Answer these questions about "The Book That Ate My Life," one line each:
(a) How many volumes a year did the writer and the publishers plan for?
(b) How far behind deadline was the writer before beginning the book?
(c) How many pages long was the finished manuscript?

··· Source extract

The Book That Ate My Life

This book almost killed me. Many people have been amused at the reference to it as “The Book That Ate My Life” in the acknowledgments, but it was damn near true.

For one thing, I was already horribly behind schedule. We (my publishers at DAW and I) had planned that I would write one volume a year, and I was something like two and a half years behind deadline before I even began TO GREEN ANGEL TOWER.

It also coincided with a very difficult part of my life, where — among other things — my first marriage ended. I was a mess.

Last but not least, I had set up a very complex story and promised to finish it in one more volume. Thus, TGAT (as my friends on-line came to call it, pronounced “Tee-Gat”) would prove to be terrifyingly long. When I finished it, the manuscript was 1650 pages, a stack of paper over a foot tall. It barely made it into hardcover binding, and was so large it had to be published in two volumes in paperback.

······
··· Stored data

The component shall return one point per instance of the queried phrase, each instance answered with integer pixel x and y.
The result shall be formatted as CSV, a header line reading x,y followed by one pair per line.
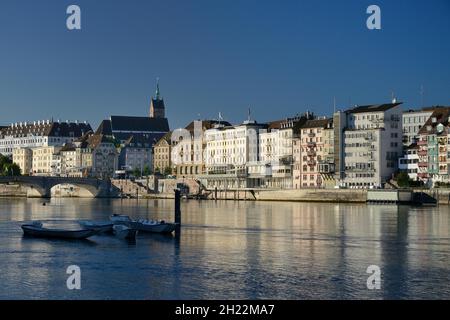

······

### Completed task
(a) One volume a year.
(b) Something like two and a half years.
(c) 1650 pages.